---- DATA PROVIDED
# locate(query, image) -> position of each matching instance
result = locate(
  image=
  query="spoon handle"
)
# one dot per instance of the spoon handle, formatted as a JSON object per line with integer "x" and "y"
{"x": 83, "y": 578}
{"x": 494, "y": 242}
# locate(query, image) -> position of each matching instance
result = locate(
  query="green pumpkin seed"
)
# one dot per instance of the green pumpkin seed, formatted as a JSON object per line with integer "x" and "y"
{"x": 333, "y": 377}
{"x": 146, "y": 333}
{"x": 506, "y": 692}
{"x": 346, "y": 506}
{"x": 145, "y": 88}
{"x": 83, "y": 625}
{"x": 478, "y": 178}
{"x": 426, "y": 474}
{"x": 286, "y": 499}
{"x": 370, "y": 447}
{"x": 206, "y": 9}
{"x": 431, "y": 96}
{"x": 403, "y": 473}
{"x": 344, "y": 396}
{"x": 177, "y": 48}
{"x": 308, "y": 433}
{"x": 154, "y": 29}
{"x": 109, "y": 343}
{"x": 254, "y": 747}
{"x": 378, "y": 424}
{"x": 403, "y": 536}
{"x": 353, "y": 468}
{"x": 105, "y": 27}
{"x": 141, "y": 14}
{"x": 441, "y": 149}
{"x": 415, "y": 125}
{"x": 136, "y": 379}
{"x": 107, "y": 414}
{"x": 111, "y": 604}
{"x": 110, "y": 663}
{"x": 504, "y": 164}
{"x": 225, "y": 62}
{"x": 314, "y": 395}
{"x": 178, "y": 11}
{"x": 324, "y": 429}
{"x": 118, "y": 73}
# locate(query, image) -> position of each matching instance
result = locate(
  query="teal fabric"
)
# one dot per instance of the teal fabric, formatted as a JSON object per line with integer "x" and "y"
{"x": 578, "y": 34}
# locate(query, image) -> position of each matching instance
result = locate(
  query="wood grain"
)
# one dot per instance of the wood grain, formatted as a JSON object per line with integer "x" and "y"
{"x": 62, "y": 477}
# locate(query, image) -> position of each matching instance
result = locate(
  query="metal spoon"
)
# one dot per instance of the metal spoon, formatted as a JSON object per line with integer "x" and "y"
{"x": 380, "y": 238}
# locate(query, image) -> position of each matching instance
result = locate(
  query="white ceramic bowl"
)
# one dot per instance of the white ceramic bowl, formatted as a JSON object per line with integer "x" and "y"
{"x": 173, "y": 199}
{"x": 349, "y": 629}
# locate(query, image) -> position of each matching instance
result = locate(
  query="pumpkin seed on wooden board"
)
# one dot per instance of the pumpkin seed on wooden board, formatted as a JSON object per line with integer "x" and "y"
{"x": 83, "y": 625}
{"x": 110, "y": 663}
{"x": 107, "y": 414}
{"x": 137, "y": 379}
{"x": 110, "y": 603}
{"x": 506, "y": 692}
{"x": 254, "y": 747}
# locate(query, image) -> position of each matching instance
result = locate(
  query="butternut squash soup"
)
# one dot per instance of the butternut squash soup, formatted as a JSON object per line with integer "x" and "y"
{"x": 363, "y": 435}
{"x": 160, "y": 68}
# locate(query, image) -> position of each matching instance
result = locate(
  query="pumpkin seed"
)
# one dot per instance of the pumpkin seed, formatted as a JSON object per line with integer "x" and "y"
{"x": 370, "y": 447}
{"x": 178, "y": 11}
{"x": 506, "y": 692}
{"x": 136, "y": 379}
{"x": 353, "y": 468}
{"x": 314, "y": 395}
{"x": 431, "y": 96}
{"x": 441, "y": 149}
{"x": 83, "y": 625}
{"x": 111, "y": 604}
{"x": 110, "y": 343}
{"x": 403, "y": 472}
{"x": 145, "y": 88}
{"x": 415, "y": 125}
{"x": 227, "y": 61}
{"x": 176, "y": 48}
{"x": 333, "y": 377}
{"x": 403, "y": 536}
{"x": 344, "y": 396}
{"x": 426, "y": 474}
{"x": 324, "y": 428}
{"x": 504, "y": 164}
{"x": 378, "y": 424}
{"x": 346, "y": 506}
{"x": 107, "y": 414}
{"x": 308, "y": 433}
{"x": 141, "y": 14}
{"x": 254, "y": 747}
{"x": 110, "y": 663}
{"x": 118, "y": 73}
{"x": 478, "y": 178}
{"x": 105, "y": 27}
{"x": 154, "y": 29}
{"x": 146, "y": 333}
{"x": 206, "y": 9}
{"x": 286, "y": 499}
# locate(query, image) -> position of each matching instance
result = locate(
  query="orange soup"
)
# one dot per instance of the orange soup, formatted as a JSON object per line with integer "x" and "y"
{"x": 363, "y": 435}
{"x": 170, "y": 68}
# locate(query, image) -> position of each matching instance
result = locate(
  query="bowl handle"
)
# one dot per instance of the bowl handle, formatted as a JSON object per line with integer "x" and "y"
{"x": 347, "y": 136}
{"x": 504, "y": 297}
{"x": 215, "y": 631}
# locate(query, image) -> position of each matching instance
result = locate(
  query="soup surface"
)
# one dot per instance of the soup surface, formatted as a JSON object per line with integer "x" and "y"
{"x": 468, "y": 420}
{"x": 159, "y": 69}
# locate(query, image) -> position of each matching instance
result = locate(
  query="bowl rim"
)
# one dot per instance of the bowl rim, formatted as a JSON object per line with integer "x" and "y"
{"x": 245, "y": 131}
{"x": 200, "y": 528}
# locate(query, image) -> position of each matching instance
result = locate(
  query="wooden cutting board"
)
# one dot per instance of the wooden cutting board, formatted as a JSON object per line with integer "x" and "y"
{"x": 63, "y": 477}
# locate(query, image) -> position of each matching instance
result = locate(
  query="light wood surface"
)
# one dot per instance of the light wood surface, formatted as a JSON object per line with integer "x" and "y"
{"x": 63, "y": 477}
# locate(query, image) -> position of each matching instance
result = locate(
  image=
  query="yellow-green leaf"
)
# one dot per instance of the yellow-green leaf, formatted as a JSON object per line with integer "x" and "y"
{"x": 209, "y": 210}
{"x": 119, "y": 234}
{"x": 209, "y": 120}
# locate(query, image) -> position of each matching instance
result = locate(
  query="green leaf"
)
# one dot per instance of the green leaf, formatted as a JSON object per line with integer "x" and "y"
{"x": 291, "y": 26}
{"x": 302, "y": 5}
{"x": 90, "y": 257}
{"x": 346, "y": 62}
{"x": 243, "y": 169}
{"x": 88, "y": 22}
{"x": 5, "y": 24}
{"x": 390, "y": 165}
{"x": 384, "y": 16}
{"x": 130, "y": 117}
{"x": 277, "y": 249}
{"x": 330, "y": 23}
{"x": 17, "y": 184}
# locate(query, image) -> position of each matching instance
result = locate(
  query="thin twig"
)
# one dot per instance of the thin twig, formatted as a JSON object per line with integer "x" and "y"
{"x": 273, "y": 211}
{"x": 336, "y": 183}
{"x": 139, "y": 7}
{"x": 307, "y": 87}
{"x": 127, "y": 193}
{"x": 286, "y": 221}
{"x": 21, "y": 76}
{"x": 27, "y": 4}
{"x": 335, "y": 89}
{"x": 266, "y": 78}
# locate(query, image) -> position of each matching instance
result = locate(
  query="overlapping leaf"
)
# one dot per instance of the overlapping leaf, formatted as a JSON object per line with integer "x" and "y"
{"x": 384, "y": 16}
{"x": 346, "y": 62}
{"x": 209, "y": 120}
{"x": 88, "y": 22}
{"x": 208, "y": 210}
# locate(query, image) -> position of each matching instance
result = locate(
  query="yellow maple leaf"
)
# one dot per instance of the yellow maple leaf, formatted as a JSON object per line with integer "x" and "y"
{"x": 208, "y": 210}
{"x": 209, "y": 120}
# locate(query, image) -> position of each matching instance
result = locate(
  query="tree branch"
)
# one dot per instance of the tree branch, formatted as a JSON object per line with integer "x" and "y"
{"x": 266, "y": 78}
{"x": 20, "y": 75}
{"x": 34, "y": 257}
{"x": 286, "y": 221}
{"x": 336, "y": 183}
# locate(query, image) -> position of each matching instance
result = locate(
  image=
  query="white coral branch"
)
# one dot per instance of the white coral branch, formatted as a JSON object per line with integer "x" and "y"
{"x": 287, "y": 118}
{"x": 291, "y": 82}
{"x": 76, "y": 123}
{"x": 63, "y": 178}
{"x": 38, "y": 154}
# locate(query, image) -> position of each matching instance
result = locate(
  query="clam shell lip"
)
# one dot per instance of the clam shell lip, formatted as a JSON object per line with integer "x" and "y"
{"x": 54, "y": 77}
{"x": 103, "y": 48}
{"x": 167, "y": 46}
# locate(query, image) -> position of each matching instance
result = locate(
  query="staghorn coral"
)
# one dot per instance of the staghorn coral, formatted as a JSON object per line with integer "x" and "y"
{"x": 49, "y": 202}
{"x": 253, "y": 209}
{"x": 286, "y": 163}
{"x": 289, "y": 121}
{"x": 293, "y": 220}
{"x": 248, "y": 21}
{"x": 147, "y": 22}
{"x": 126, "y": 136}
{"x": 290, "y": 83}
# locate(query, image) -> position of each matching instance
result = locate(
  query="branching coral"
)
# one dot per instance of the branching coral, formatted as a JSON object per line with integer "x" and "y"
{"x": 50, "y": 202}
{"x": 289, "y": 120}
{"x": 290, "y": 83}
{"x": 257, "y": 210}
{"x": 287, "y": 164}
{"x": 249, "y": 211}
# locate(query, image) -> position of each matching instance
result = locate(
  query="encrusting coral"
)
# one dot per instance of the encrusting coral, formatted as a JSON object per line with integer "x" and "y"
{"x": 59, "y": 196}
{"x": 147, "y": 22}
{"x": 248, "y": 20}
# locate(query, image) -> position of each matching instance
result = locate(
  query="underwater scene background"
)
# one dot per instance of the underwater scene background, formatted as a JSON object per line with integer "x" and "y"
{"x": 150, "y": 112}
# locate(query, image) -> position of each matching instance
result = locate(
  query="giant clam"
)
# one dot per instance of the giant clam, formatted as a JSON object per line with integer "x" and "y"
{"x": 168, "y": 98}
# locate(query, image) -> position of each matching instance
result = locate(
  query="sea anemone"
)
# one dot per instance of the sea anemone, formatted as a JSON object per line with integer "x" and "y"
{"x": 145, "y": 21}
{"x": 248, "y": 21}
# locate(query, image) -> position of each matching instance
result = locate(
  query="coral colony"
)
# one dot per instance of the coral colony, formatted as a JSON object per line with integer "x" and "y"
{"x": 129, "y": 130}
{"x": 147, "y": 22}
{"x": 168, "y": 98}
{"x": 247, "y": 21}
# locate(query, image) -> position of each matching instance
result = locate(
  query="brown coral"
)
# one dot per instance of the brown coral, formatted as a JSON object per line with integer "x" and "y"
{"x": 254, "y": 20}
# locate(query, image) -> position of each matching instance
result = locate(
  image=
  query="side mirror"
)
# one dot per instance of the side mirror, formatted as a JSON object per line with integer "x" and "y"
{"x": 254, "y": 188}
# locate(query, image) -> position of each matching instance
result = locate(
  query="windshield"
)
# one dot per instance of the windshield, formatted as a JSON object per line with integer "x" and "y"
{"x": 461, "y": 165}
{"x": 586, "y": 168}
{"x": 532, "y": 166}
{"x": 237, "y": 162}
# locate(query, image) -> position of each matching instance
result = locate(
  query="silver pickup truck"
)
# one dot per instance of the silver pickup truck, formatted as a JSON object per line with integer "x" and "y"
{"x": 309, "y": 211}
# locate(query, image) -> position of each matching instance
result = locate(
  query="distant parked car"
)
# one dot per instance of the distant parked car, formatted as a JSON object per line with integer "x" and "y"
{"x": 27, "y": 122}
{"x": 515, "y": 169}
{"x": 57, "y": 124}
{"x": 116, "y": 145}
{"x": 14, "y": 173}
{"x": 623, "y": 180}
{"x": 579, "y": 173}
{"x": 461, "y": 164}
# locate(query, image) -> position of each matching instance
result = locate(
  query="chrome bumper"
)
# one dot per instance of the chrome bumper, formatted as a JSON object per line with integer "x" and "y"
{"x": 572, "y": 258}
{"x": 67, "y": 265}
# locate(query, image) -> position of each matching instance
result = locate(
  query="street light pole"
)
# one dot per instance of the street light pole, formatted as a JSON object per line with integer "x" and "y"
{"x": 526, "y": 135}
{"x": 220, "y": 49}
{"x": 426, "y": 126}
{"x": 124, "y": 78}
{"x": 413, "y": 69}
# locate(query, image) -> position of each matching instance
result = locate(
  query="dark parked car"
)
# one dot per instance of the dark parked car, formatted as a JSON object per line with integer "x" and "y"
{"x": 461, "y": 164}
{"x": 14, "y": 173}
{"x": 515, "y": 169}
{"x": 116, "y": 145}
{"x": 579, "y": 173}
--------
▶ [WRITTEN TASK]:
List each line of the records above that contains the word "pumpkin". Count a line only when the letters match in case as well.

▶ [WRITTEN RESPONSE]:
  query="green pumpkin seed"
# one dot per instance of the green pumpkin seed, formatted as a JSON object per line with integer "x" and "y"
  query="pumpkin seed on wooden board"
# one dot per instance of the pumpkin seed on wooden board, formatted as a JSON object per line with integer "x" and "y"
  query="pumpkin seed"
# one dot per instance of the pumpkin seed, formatted as a JSON object per line with integer "x" and "y"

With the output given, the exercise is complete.